*TASK DIRECTIONS:* Reproduce verbatim the stretch of the items from the line containing "Args: query, the phrase to segment: black" through the end of the items, including both ends.

*DATA IN THIS EXERCISE:*

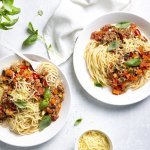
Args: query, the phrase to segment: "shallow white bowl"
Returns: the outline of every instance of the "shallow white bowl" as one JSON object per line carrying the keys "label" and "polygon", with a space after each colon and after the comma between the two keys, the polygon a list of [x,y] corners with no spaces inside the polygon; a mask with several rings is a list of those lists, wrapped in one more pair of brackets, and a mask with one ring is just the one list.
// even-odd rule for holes
{"label": "shallow white bowl", "polygon": [[[41,56],[37,56],[33,54],[26,54],[26,56],[32,60],[50,62],[49,60]],[[4,68],[9,67],[10,65],[12,65],[18,60],[21,60],[21,59],[17,57],[16,55],[10,55],[10,56],[2,58],[0,60],[0,72]],[[52,122],[50,126],[45,128],[41,132],[36,132],[30,135],[24,135],[24,136],[14,134],[10,132],[8,128],[4,128],[0,126],[0,140],[1,141],[10,145],[14,145],[14,146],[21,146],[21,147],[34,146],[34,145],[38,145],[43,142],[46,142],[52,137],[54,137],[60,131],[60,129],[65,125],[65,122],[68,118],[69,111],[70,111],[71,95],[70,95],[69,84],[68,84],[66,77],[64,76],[64,74],[61,72],[59,68],[58,70],[63,80],[64,87],[65,87],[65,98],[62,103],[62,108],[60,110],[59,118],[57,119],[57,121]]]}
{"label": "shallow white bowl", "polygon": [[109,142],[110,150],[113,150],[113,144],[112,144],[112,141],[110,140],[110,137],[109,137],[106,133],[104,133],[104,132],[102,132],[101,130],[98,130],[98,129],[86,130],[86,131],[84,131],[82,134],[80,134],[80,135],[77,137],[77,139],[76,139],[74,150],[78,150],[78,144],[79,144],[80,138],[82,137],[82,135],[84,135],[85,133],[87,133],[87,132],[89,132],[89,131],[96,131],[96,132],[99,132],[99,133],[104,134],[104,136],[107,138],[107,140],[108,140],[108,142]]}
{"label": "shallow white bowl", "polygon": [[133,104],[150,95],[150,82],[147,82],[137,90],[128,90],[122,95],[113,95],[109,87],[99,88],[94,86],[87,71],[84,60],[84,51],[89,42],[91,33],[106,24],[115,24],[121,21],[136,23],[147,37],[150,37],[150,23],[148,21],[134,14],[113,12],[99,17],[83,30],[77,39],[73,54],[74,70],[81,86],[97,100],[113,105]]}

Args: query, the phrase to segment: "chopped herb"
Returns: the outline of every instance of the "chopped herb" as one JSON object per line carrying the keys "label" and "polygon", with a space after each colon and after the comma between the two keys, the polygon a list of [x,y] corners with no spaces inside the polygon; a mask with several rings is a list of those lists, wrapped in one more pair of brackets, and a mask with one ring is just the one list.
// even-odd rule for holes
{"label": "chopped herb", "polygon": [[25,39],[25,41],[23,42],[23,46],[30,46],[32,44],[34,44],[38,39],[38,35],[37,34],[32,34],[30,35],[27,39]]}
{"label": "chopped herb", "polygon": [[52,122],[52,120],[51,120],[51,117],[49,115],[44,116],[39,123],[39,131],[42,131],[43,129],[48,127],[51,124],[51,122]]}
{"label": "chopped herb", "polygon": [[38,10],[37,13],[38,13],[39,16],[42,16],[43,15],[43,10]]}
{"label": "chopped herb", "polygon": [[103,87],[103,84],[99,83],[99,82],[95,82],[94,85],[97,86],[97,87]]}
{"label": "chopped herb", "polygon": [[82,118],[79,118],[75,121],[74,126],[79,125],[82,122]]}
{"label": "chopped herb", "polygon": [[[20,13],[20,8],[13,6],[14,0],[0,0],[0,29],[10,30],[11,26],[16,24],[17,19],[11,19],[10,16]],[[9,28],[8,28],[9,27]]]}
{"label": "chopped herb", "polygon": [[125,65],[128,67],[136,67],[139,66],[140,64],[141,64],[140,58],[133,58],[125,62]]}
{"label": "chopped herb", "polygon": [[17,101],[14,102],[14,104],[15,104],[18,108],[26,108],[27,102],[25,102],[24,100],[18,99]]}
{"label": "chopped herb", "polygon": [[42,101],[40,102],[39,107],[40,107],[40,109],[42,110],[42,109],[46,108],[46,107],[48,106],[48,104],[49,104],[49,100],[44,99],[44,100],[42,100]]}
{"label": "chopped herb", "polygon": [[108,46],[107,50],[108,51],[113,51],[118,47],[119,47],[119,42],[118,41],[113,41],[113,42],[109,43],[109,46]]}
{"label": "chopped herb", "polygon": [[117,28],[124,29],[124,28],[128,28],[130,24],[131,24],[131,23],[130,23],[130,22],[127,22],[127,21],[119,22],[118,24],[116,24],[116,27],[117,27]]}

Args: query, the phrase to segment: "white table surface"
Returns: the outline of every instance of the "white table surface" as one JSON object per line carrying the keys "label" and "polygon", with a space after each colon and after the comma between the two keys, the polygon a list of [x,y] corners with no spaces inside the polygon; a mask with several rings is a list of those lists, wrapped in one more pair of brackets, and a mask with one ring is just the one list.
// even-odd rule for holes
{"label": "white table surface", "polygon": [[[27,36],[25,32],[27,23],[32,20],[42,31],[52,11],[47,9],[48,5],[40,6],[40,2],[41,0],[16,0],[17,6],[22,8],[20,20],[13,30],[0,31],[0,42],[23,51],[21,43]],[[45,0],[45,3],[48,3],[48,0]],[[44,10],[42,17],[36,16],[39,8]],[[28,9],[31,9],[32,13]],[[150,19],[149,10],[149,0],[134,0],[130,12]],[[24,52],[47,57],[45,48],[40,42]],[[1,48],[0,57],[9,53]],[[71,113],[65,126],[53,139],[44,144],[21,148],[0,142],[0,150],[73,150],[76,137],[85,129],[101,129],[106,132],[112,140],[114,150],[150,150],[150,97],[130,106],[106,105],[93,99],[80,86],[74,73],[72,56],[60,68],[68,78],[72,93]],[[80,117],[83,118],[82,123],[74,127],[74,121]]]}

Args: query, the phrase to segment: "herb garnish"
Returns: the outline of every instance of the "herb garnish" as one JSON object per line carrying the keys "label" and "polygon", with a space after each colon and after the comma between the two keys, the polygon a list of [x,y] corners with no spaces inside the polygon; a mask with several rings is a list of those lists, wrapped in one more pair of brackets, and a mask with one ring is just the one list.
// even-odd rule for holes
{"label": "herb garnish", "polygon": [[14,104],[18,107],[18,108],[26,108],[27,102],[25,102],[24,100],[18,99],[17,101],[14,102]]}
{"label": "herb garnish", "polygon": [[131,23],[128,21],[123,21],[123,22],[119,22],[118,24],[116,24],[116,27],[121,28],[121,29],[125,29],[125,28],[128,28],[130,24]]}
{"label": "herb garnish", "polygon": [[109,43],[109,46],[108,46],[107,50],[108,51],[113,51],[118,47],[119,47],[119,42],[118,41],[112,41],[111,43]]}
{"label": "herb garnish", "polygon": [[133,58],[125,62],[125,65],[128,67],[136,67],[141,64],[140,58]]}
{"label": "herb garnish", "polygon": [[19,14],[21,9],[13,6],[14,0],[0,0],[2,6],[0,8],[0,29],[10,30],[17,21],[16,19],[11,19],[10,16]]}
{"label": "herb garnish", "polygon": [[51,122],[52,122],[52,120],[51,120],[51,117],[49,115],[44,116],[39,123],[39,131],[42,131],[43,129],[48,127],[51,124]]}
{"label": "herb garnish", "polygon": [[79,125],[82,122],[82,118],[79,118],[75,121],[74,126]]}
{"label": "herb garnish", "polygon": [[94,82],[94,85],[97,86],[97,87],[103,87],[103,84],[100,83],[100,82]]}

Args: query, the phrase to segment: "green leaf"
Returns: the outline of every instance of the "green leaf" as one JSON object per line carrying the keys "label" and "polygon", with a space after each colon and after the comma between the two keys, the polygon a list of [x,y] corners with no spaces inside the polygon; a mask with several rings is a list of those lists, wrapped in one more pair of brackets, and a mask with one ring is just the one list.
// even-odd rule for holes
{"label": "green leaf", "polygon": [[7,21],[7,22],[2,22],[1,25],[2,26],[7,26],[7,27],[13,26],[18,21],[18,19],[19,18],[13,19],[13,20]]}
{"label": "green leaf", "polygon": [[10,17],[9,17],[8,15],[2,14],[2,16],[3,16],[6,20],[8,20],[8,21],[11,20]]}
{"label": "green leaf", "polygon": [[0,16],[0,23],[1,23],[1,21],[2,21],[2,16]]}
{"label": "green leaf", "polygon": [[139,66],[140,64],[141,64],[140,58],[133,58],[125,62],[125,65],[128,67],[136,67]]}
{"label": "green leaf", "polygon": [[107,51],[113,51],[118,47],[119,47],[119,42],[118,41],[113,41],[113,42],[109,43]]}
{"label": "green leaf", "polygon": [[30,34],[34,34],[35,33],[35,30],[34,30],[33,25],[32,25],[31,22],[29,22],[29,24],[28,24],[28,32]]}
{"label": "green leaf", "polygon": [[0,24],[0,29],[3,29],[3,30],[10,30],[10,29],[12,29],[12,28],[7,28],[7,27],[2,26],[2,25]]}
{"label": "green leaf", "polygon": [[42,16],[43,15],[43,10],[38,10],[37,13],[38,13],[39,16]]}
{"label": "green leaf", "polygon": [[13,3],[14,3],[14,0],[3,0],[4,8],[8,11],[12,10]]}
{"label": "green leaf", "polygon": [[125,28],[128,28],[130,24],[131,23],[127,22],[127,21],[119,22],[118,24],[116,24],[116,27],[121,28],[121,29],[125,29]]}
{"label": "green leaf", "polygon": [[44,99],[44,100],[42,100],[42,101],[40,102],[39,107],[40,107],[41,110],[43,110],[44,108],[46,108],[46,107],[48,106],[48,104],[49,104],[49,100]]}
{"label": "green leaf", "polygon": [[51,91],[49,88],[45,88],[45,91],[44,91],[44,99],[50,99],[51,97]]}
{"label": "green leaf", "polygon": [[27,102],[18,99],[17,101],[14,102],[14,104],[18,107],[18,108],[26,108],[27,106]]}
{"label": "green leaf", "polygon": [[8,11],[8,10],[5,11],[5,13],[8,15],[16,15],[16,14],[19,14],[20,12],[21,12],[21,9],[15,6],[12,6],[11,11]]}
{"label": "green leaf", "polygon": [[51,117],[49,115],[44,116],[39,123],[39,131],[42,131],[43,129],[48,127],[51,124],[51,122],[52,122],[52,120],[51,120]]}
{"label": "green leaf", "polygon": [[74,126],[79,125],[82,122],[82,118],[79,118],[75,121]]}
{"label": "green leaf", "polygon": [[97,86],[97,87],[103,87],[103,84],[102,83],[98,83],[98,82],[95,82],[94,85]]}
{"label": "green leaf", "polygon": [[33,34],[30,35],[24,42],[23,42],[23,46],[30,46],[32,44],[34,44],[38,39],[38,35],[37,34]]}

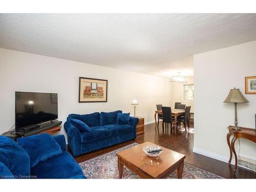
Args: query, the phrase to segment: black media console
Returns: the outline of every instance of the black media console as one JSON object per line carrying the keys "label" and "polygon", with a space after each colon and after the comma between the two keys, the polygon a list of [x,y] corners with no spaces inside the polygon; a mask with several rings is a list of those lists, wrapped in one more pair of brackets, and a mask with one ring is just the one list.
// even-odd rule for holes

*THE COMPLETED TASK:*
Args: query, the phrase to segment: black media console
Returns: the outline of every instance of the black media console as one JSON object per line carrying the keys "label" and "polygon", with a space after each colon and after the comma between the two keys, the polygon a list of [x,y] corners with no spaces inside the polygon; a mask with several rings is a list of those lists, wrapped in one more pair of brackets, and a mask with one ring is just the one list.
// even-odd rule for holes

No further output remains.